• Por hacer: Prosiga el texto sobre el rey Henri IV de Francia a partir de su última frase.
━━━━━ Pasaje citado
EL SUICIDIO DEL REY HENRI IV DE FRANCIA





HENRI IV REY DE FRANCIA Y DE NAVARRA



Este Rey de Francia y de Navarra, que goza actualmente en Francia de una gran simpatía, porque decía que quería para cada francés "la poule au pot", es decir un guisado de pollo, era en realidad un individuo de una virtud más que desastrosa. Pasó varias veces de ser protestante convencido a católico, y para llegar a ser Rey de Francia, tuvo que doblegarse y hacerse definitivamente católico, pronunciando la célebre frase que ha quedado para la historia: "París bien vale una misa".

Francia vivía entonces en plena guerra de religión entre Católicos y Protestantes, que durante muchos años, provocaren grandes enfrentamientos como el famoso masacre de la Saint Barthelemy, en donde los combatientes decían: "¡Matadlos a todos, Dios reconocerá a los suyos!"
En aquella época en España se evitaron esas desastrosas guerras gracias a la Inquisición, el Gran escritor y filósofo anticlerical francés Voltaire, que dijo que fue la Inquisición que evito esas horribles guerras en España.



Un hecho sorprendente, que ha quedado desapercibido para gran parte de los franceses, y que está aquí muy bien relatado por André Castelot, es su decisión de acometer una guerra contra España, que había dado asilo en Bruxelas a la que quería como su amante, para recuperarla a la edad de 55 años, era una jovencita de quince años, Charlotte de Montmorency, casada con el príncipe de Condé.

¡Para este asunto había preparado un ejército de 283.000 soldados, cantidad nunca vista aún desde las cruzadas, para poder recuperar lo que él llamaba "mi bello ángel"!
━━━━━━━━━━
━━━━━ Datos de origen
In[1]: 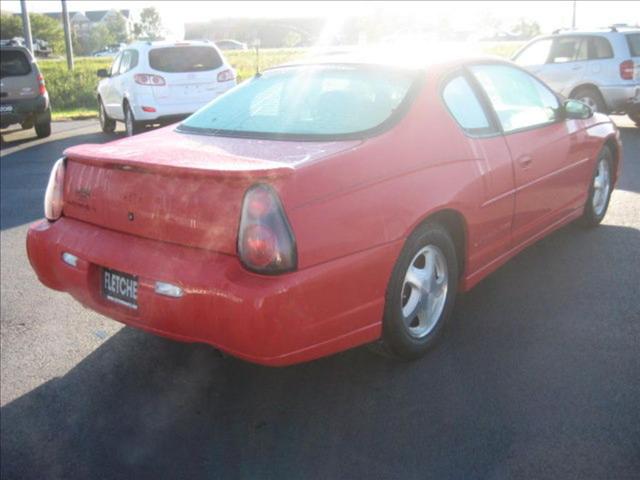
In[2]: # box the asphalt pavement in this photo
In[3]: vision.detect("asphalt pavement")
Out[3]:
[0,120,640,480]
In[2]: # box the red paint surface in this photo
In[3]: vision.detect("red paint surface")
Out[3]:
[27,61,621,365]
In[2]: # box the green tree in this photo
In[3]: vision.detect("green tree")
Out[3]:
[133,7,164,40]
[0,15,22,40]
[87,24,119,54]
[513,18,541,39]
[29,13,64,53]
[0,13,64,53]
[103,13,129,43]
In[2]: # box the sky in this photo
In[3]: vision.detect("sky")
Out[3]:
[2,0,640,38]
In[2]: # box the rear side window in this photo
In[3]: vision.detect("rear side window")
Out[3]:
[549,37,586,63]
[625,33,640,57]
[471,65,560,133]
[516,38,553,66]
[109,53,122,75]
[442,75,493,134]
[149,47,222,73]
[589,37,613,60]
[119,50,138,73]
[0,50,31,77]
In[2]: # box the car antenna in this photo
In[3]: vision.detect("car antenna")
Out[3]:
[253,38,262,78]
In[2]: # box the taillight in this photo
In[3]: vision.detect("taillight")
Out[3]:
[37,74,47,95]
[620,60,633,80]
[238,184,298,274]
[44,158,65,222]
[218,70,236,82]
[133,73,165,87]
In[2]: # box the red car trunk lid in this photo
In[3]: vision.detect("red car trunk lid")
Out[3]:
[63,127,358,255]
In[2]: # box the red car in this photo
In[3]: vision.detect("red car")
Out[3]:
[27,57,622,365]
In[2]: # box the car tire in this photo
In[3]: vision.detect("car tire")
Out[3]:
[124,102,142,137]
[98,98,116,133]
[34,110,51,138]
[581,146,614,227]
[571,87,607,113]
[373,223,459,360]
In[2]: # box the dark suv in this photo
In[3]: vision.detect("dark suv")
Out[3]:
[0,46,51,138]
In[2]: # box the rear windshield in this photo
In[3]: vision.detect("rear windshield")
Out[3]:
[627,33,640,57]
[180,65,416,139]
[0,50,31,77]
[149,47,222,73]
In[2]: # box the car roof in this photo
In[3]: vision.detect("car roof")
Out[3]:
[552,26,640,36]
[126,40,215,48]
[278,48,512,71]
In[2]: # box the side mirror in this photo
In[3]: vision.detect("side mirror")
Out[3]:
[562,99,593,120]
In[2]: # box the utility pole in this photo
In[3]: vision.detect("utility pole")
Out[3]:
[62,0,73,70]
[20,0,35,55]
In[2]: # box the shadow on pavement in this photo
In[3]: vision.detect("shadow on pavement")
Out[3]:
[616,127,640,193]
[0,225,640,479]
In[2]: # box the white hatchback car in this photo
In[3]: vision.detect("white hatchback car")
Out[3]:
━━━━━━━━━━
━━━━━ Datos de origen
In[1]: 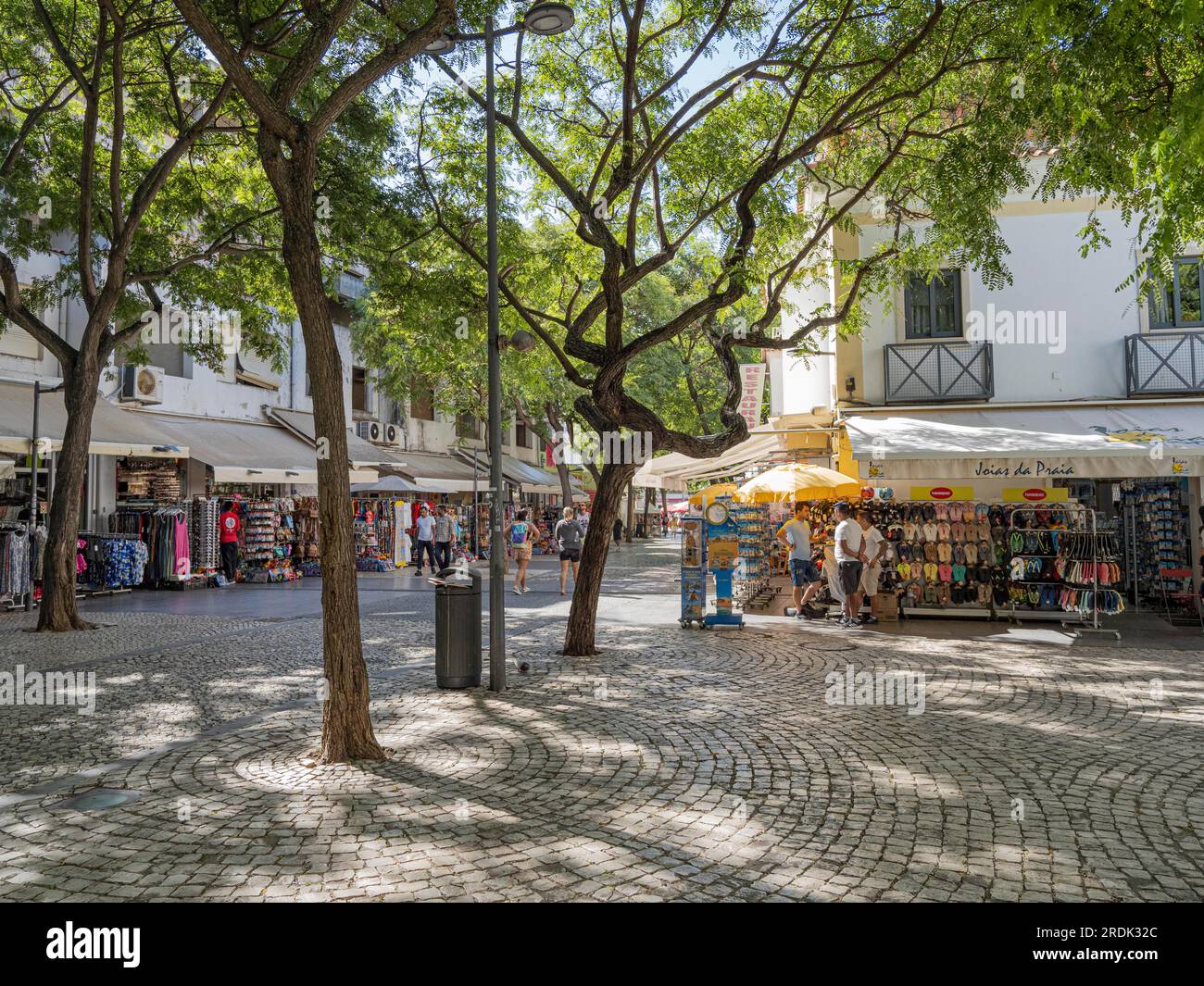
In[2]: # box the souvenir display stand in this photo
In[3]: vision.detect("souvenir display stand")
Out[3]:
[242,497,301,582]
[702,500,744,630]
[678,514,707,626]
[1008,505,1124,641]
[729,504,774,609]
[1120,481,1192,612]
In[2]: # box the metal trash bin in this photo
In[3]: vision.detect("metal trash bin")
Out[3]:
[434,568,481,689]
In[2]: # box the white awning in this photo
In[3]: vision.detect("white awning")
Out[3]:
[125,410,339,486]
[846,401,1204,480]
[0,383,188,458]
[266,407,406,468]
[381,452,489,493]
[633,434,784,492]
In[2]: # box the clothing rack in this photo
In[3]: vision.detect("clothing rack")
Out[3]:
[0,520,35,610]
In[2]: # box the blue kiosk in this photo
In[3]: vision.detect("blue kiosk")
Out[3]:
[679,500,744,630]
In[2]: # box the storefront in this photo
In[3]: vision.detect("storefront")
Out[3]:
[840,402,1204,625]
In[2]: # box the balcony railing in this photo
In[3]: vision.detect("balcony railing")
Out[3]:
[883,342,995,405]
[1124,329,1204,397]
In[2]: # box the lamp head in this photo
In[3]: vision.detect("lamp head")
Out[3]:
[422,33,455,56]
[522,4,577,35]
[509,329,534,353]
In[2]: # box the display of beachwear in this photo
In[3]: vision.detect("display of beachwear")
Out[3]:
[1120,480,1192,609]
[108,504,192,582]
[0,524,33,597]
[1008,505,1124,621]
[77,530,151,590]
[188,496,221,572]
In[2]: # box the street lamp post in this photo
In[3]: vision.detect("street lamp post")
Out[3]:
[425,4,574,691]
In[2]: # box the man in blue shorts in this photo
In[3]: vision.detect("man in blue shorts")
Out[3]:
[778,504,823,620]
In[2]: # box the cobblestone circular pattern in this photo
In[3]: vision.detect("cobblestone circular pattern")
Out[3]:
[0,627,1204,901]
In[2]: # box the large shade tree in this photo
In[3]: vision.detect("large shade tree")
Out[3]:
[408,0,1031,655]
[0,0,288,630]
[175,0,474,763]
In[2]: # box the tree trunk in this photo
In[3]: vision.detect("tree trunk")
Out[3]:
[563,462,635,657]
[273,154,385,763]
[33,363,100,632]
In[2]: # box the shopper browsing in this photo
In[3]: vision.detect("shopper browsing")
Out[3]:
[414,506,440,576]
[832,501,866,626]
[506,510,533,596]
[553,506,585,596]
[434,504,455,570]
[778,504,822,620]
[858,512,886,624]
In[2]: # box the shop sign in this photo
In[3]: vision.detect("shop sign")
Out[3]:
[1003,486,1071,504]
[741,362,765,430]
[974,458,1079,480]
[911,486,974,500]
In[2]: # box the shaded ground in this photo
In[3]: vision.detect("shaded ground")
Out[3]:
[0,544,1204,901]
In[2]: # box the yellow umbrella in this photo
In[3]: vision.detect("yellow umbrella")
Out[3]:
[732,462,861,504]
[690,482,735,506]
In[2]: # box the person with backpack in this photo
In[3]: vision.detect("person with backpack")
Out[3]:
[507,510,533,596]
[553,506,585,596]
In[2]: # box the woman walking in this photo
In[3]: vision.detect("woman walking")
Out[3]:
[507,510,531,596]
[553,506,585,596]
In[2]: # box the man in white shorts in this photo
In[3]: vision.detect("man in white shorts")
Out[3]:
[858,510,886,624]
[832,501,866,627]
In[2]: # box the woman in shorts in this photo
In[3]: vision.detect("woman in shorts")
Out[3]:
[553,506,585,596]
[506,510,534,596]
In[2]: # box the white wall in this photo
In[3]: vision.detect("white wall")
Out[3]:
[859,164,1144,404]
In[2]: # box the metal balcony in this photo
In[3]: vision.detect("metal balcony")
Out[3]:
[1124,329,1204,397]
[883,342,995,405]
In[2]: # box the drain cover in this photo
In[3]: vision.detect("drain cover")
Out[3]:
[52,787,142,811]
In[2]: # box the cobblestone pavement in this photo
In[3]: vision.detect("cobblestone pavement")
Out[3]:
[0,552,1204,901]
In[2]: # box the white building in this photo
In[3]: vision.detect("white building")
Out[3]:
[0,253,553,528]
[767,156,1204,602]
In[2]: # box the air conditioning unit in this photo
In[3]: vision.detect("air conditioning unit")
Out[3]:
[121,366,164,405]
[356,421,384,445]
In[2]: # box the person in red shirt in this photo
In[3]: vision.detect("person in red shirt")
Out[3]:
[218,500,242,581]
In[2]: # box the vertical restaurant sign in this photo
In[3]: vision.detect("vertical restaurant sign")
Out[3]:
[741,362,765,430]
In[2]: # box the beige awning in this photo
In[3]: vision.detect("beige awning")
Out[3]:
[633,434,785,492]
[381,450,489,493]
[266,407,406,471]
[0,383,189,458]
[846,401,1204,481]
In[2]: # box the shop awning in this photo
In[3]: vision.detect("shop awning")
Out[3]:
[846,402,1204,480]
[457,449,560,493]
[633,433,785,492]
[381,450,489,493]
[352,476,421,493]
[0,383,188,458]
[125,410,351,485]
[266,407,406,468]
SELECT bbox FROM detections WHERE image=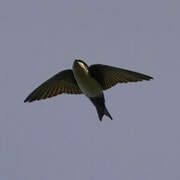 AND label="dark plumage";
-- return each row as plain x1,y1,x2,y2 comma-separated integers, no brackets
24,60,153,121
━━━━━━━━━━
━━━━━ Datos de origen
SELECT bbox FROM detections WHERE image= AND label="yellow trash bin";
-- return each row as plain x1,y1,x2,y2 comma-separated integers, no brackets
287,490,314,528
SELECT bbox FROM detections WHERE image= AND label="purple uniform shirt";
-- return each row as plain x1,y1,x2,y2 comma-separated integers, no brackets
━━━━━━━━━━
• Respuesta:
DRAMAS Y TRAGEDIAS DE LA HISTORIA DE FRANCIA
EL SUICIDIO DE HENRI IV
Por André Castelot


        

          En ese comienzo del mes de Mayo de 1.610, Henri IV se había refugiado en el Arsenal, en casa de su querido Sully. El Rey hallaba inhabitable el Louvre, lleno de tapiceros que estaban preparando la ceremonia para la consagración de la Reina. La morada sombría estaba además recorrida en todos los sentidos por los sastres y las peluqueras. En todas las conversaciones solo se trataba  de las eternas peleas por las normas de la etiqueta. Pero en el Arsenal, Henri IV estaba lleno de ansiedad, oprimido y angustiado. Cayendo en sueños mórbidos, el Bearnés solo salía de su sopor para exclamar:

         ¡Válgame Dios! Moriré en esta ciudad, nunca saldré de esta, ¡Me matarán!, ¡Me doy cuenta de que están empleando todos los medios para lograr mi muerte!

         Henri sentía subir contra él una marea de odios, pero hará falta el cuchillo de Ravaillac, para que el pueblo se diera cuenta de que, sin saberlo Francia amaba a su rey, con su sombrero adornado con el penacho blanco, que quería para su pueblo la legendaria cena con la gallina en la olla.

          El “Paris bien vale una misa” no había podido apagar un solo altercado, que existía en Francia desde hace más de medio siglo, desde la masacre de Vassy. Aún estaba vivo, como las brasas bajo la ceniza. Para convencerse de ello, solo basta recordar esta frase del padre Gonthier el cual, estando en el púlpito y al ver al Rey entrar con una escolta más femenina que militar, detuvo su sermón para exclamar:
          -¡Es que no os cansareis de venir a oír la palabra de Dios, acompañado de todo un harén!

          Los católicos recelaban del excomulgado de la víspera, al cual los obispos apodaban el dragón rojo del Apocalipsis y que los predicadores llamaban en plena iglesia, de bastardo hijo de puta. Los papistas desconfiaban plenamente de este hombre cuyas abjuraciones y conversiones sucesivas habían permitido a Pierre de l´Estoile  constatar alegremente:
          “Decían que era católico y hugonote conjuntamente y por eso tenía más religión que todos sus predecesores.”

          En ciertas moradas, algunos se atrevían – según el ritual de los hechizos – a clavar agujas en muñecos de cera que representaban al Rey. Se le echaba también en cara al Bearnés, su gran amistad con Sully. ¿Porque no tenía la valentía de “talar ese árbol demasiado frondoso, a cuya sombra de cobijaba el poder real”?  Para terminar, los terribles impuestos que se habían levantado sobre el pueblo, habían permitido al Mariscal de Ornano cabalgar desde la Guyenne para venir a decirle a Henri IV:

          ¡Nunca se había hablado tanto del difunto rey (Henri III) como de vos! Vuestro pueblo no os quiere. El pueblo sufre mucho y no puede más. ¡Antes se protestaba por sesenta mil escudos para los Mignons, y Vd. impone millones!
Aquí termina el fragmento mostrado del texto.